• WHAT THE TASK ASKS: The whole listing that follows should be printed again, unchanged.

• TASK INPUT:

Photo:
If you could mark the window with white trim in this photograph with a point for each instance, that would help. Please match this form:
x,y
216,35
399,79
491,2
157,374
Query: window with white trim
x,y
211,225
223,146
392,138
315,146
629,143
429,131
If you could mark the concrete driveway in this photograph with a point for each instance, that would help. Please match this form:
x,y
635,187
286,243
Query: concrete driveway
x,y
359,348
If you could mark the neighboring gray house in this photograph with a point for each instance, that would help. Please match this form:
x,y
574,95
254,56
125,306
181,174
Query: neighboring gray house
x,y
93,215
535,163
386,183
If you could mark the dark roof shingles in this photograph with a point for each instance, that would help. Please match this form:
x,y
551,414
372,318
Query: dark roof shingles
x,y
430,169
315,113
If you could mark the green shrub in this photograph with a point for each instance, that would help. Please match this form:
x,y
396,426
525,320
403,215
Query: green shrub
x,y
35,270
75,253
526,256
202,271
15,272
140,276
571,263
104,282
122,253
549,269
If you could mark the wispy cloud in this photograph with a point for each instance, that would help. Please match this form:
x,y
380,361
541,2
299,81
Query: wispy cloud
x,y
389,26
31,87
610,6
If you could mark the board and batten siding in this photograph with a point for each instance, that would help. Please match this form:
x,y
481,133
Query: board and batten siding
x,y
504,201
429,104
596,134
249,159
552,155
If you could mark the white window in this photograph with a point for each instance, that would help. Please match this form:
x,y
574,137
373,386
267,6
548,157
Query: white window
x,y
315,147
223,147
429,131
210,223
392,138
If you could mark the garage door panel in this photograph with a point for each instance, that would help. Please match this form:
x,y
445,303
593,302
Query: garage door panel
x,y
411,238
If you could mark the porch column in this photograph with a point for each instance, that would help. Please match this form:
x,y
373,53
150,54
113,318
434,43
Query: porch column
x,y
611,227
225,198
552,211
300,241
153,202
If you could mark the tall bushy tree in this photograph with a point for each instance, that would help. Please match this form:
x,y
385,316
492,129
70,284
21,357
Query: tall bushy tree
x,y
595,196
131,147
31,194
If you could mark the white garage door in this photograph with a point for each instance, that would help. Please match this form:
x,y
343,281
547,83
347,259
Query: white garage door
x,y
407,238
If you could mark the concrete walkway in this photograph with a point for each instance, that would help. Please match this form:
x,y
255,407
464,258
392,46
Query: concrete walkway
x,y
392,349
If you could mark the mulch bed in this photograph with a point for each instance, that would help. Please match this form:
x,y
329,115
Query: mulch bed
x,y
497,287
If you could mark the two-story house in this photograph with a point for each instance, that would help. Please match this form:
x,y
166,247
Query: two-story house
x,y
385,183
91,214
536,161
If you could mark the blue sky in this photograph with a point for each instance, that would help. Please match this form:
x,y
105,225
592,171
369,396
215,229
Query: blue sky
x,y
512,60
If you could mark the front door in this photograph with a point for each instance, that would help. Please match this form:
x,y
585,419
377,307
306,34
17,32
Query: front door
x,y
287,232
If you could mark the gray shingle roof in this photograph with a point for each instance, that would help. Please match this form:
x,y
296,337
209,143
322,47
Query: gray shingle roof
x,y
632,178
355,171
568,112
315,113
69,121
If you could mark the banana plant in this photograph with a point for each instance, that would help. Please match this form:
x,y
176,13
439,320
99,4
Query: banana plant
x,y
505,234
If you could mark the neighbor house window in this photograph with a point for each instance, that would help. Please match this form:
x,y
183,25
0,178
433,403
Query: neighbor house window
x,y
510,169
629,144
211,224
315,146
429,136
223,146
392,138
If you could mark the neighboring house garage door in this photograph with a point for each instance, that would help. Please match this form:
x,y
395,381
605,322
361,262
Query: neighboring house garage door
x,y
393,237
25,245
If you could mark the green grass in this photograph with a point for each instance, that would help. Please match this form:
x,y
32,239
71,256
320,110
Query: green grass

• REPLY TO THE TASK:
Photo:
If you could mark the window with white trim in this photograph with a point for each instance, that would help. Please match this form:
x,y
216,35
399,79
491,2
157,374
Query: window with white trim
x,y
211,225
223,146
392,138
315,146
629,143
429,131
If you could mark the concrete driveway in this photograph with a point for each instance, that would help. Please match this form:
x,y
635,187
286,243
Query: concrete driveway
x,y
359,348
If you could mark the neighboring gray house in this photograph with a point for each instance, that would help. Please match this form:
x,y
574,95
254,56
125,306
181,174
Query: neighboring gray house
x,y
93,215
535,163
386,183
If you could mark the dark roof shingles in this photograph with a point for each instance, that would help. Please match this form:
x,y
551,414
372,318
Query: dark roof shingles
x,y
430,169
315,113
If you could mark the green shrub in this photograph with a point for each instance, that would help. Please match this form:
x,y
396,426
525,320
403,215
Query: green shrub
x,y
35,270
75,253
526,256
202,271
15,272
140,276
571,263
104,282
122,253
549,269
If you could mark the wispy cloud in this photograph with a point for each instance, that would help. Please match this form:
x,y
380,361
541,2
299,81
Query: wispy cloud
x,y
389,26
31,87
610,6
If you could mark the board and batten siding in this photograph with a point for each instance, that would help. Please match this form:
x,y
481,133
Query: board and batten siding
x,y
504,201
429,104
596,134
249,159
552,155
If you could mark the white window in this photograph with a point for each instance, that would help. Please match this form:
x,y
574,137
373,386
267,6
548,157
Query: white window
x,y
315,147
223,147
429,131
210,223
392,138
If you could mark the garage door panel in this photograph with a point for each instance, that would help. Please match this form:
x,y
445,303
593,302
Query: garage door panel
x,y
411,238
If you could mark the porch column in this photograph with a point for each instance, that would help. Please match this form:
x,y
373,53
150,54
113,318
434,43
Query: porch column
x,y
611,227
225,198
552,211
300,241
153,202
If you could mark the tall bushy tree in this photograph with a point for each instance, that would help. Please match this form:
x,y
385,316
492,129
70,284
21,357
Query: tall bushy tree
x,y
595,196
131,147
31,194
If you could mark the white garage door in this photograph with a point for each instance, that would help. Please match this form:
x,y
343,281
547,83
347,259
Query: white garage door
x,y
407,238
If you could mark the concrete walkway in this photograph with a point for each instance, that would help. Please match this form:
x,y
255,407
464,258
392,46
Query: concrete walkway
x,y
392,349
If you could mark the mulch bed in this photograph with a point for each instance, that would help. Please match this form:
x,y
329,115
Query: mulch bed
x,y
497,287
If you could mark the two-story house in this photograph with a point for each instance, that would help. Please match this form:
x,y
166,247
Query: two-story house
x,y
385,183
91,214
536,161
If you could mark the blue sky in this photograph with a point for each instance, that would help. Please match this form:
x,y
105,225
592,171
369,396
215,229
Query: blue sky
x,y
512,60
If you could mark the front door in this photograph with a point for each instance, that would help. Please match this form:
x,y
585,419
377,307
306,34
17,32
Query: front door
x,y
287,232
If you could mark the gray shingle roof in this photograph with a point for each instance, that would help. Please match this form:
x,y
296,337
209,143
322,47
Query: gray shingle roof
x,y
632,178
355,171
568,112
315,113
69,121
If you could mark the banana plant in this photograph with a point for each instance, that would help. Please match this form:
x,y
176,13
439,320
99,4
Query: banana plant
x,y
505,234
If you could mark the neighbor house window in this photograph with a point for each instance, that would help. Please match this form:
x,y
183,25
0,178
433,403
Query: neighbor house window
x,y
510,169
629,144
211,224
315,146
429,136
223,146
392,138
If you could mark the neighboring house garage door in this photograph with a point for each instance, that would help. Please match this form:
x,y
395,381
605,322
361,262
Query: neighboring house garage door
x,y
393,237
25,245
If you could mark the green grass in this photograph with a point for each instance, that would help. Please match this form:
x,y
32,239
71,256
320,110
Query: green grass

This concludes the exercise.